**** Exercise passage

Danger awaits all ye who enter this tutorial and have large datasets.
The tutorial is fun marketing material and all but its FAR too slow to be used on anything at scale. Please, for your sanity, don't treat this as anything other than a fun toy example.
ER wants to be an an O(n^2) problem and you have to fight very hard for it not to turn into one. Most people doing this at scale are following basically the same playbook:
1) Use a very complicated speed optimized non-ml algorithm to find groups of entities that are highly likely to be the same, usually based on string similarity, hashing, or extremely complicated heuristics. This process is called blocking or filtering.
2) Use fancy ML to determine matches within these blocks.
If you try to combine 1 & 2, skip 1, or try to do 1 with ML on large datasets you are guaranteed to have a bad time. The difference between mediocre and amazing ER is how well you are doing blocking/filtering.
So much this. I work on spatiotemporal entity resolution and it requires extreme care and cleverness to not turn it into a proverbial "boiling the ocean" compute problem for all but the most trivial cases. The implied state that needs to be managed alone is often effectively intractable. At one time supercomputers were used for large-scale entity resolution problems; they may still.
The beautiful thing about spatiotemporal entities is that physical time provides "out of the box common sense" decent locality, and physical space excellent locality, for the blocking process your parent comment mentions.
It sucks to work on a whole product catalog or rolodex.

********
**** Extracted information

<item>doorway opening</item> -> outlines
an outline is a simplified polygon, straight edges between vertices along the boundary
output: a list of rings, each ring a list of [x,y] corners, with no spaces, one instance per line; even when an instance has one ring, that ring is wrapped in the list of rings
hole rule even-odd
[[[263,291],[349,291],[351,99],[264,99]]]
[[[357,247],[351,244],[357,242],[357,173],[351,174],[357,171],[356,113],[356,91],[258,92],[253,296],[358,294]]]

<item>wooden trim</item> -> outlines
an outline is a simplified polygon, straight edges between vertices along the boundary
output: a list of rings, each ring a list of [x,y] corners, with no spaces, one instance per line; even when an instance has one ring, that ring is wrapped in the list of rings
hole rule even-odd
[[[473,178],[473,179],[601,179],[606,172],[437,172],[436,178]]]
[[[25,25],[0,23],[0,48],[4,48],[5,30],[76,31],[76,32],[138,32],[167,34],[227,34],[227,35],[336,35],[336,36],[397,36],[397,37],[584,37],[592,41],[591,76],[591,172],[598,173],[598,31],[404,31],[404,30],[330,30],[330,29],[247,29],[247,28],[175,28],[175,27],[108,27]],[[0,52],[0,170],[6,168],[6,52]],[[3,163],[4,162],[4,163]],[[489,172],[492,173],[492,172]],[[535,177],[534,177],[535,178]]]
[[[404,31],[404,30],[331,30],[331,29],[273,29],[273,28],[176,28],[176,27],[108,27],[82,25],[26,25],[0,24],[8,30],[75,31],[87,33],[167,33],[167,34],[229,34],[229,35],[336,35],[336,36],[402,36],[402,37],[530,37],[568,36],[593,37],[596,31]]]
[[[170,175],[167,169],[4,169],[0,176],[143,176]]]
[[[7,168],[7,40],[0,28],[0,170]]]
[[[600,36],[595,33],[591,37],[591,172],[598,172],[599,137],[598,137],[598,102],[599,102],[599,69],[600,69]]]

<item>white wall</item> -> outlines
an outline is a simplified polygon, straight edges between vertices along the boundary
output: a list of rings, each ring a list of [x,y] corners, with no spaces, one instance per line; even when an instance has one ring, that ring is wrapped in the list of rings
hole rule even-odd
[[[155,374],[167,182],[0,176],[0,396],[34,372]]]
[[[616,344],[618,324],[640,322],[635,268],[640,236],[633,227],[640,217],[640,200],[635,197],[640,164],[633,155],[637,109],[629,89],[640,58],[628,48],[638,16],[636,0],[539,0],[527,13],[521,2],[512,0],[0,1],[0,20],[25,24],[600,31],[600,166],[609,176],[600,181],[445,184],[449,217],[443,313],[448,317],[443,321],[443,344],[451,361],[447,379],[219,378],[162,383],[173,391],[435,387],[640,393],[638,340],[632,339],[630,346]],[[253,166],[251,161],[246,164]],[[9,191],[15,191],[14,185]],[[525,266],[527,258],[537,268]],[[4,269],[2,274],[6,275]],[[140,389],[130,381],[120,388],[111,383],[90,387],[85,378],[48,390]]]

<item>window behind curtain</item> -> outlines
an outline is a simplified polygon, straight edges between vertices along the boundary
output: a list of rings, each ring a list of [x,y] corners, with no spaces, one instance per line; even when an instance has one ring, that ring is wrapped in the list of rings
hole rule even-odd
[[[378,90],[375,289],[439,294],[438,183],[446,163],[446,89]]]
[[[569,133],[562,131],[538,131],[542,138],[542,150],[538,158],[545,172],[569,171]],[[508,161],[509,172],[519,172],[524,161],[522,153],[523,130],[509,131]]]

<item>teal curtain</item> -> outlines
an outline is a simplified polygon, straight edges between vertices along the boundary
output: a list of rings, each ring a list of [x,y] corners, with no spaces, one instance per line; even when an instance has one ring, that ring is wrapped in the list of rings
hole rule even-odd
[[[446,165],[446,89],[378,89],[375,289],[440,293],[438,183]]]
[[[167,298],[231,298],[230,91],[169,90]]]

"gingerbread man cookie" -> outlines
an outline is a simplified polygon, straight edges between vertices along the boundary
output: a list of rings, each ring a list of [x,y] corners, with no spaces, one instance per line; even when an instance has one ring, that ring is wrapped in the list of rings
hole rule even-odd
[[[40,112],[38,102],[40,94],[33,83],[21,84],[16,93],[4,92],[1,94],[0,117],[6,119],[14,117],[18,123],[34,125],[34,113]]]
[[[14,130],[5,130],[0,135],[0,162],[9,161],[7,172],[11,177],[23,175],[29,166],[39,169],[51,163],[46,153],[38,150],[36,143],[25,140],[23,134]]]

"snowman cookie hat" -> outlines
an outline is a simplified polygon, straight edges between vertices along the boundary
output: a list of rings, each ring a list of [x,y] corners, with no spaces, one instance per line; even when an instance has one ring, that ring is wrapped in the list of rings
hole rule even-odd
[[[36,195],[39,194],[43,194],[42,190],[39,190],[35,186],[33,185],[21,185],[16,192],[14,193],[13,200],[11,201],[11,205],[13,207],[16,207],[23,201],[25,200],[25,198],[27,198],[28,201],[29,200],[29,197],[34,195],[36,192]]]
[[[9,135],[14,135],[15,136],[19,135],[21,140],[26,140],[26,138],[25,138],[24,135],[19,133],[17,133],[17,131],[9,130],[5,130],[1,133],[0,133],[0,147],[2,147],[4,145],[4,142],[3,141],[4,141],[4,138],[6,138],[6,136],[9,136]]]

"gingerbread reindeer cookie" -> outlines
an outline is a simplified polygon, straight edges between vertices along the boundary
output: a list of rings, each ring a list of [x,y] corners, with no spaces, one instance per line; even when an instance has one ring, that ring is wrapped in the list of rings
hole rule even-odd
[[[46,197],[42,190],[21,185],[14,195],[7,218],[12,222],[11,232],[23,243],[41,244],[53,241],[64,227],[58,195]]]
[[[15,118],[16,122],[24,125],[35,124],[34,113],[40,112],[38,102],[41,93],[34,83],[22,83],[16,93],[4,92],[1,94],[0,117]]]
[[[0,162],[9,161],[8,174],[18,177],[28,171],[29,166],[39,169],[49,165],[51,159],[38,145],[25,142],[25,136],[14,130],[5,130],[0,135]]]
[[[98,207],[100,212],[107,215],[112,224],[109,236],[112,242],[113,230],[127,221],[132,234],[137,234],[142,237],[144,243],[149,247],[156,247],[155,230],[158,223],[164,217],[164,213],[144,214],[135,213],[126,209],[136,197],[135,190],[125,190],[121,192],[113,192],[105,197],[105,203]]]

********

▸ Brief A:
In the thread on entity resolution, swap "blocking" for "bucketing" and write out the stretch from "If you try to" through "catalog or rolodex.".
▸ Brief B:
Check each statement against the thread on entity resolution. Answer yes or no, and quote the words that decide it.
(i) The tutorial is fast enough to use on large datasets.
(ii) The first step of the playbook relies on a machine learning algorithm.
(iii) Supercomputers were once used for large-scale entity resolution problems.
▸ Brief C:
In the thread on entity resolution, what name is given to the process of finding groups of entities that are highly likely to be the same?

▸ Expected answer A:
If you try to combine 1 & 2, skip 1, or try to do 1 with ML on large datasets you are guaranteed to have a bad time. The difference between mediocre and amazing ER is how well you are doing bucketing/filtering.
So much this. I work on spatiotemporal entity resolution and it requires extreme care and cleverness to not turn it into a proverbial "boiling the ocean" compute problem for all but the most trivial cases. The implied state that needs to be managed alone is often effectively intractable. At one time supercomputers were used for large-scale entity resolution problems; they may still.
The beautiful thing about spatiotemporal entities is that physical time provides "out of the box common sense" decent locality, and physical space excellent locality, for the bucketing process your parent comment mentions.
It sucks to work on a whole product catalog or rolodex.

▸ Expected answer B:
(i) No: "its FAR too slow to be used on anything at scale"
(ii) No: "Use a very complicated speed optimized non-ml algorithm"
(iii) Yes: "At one time supercomputers were used for large-scale entity resolution problems"

▸ Expected answer C:
It is called blocking or filtering.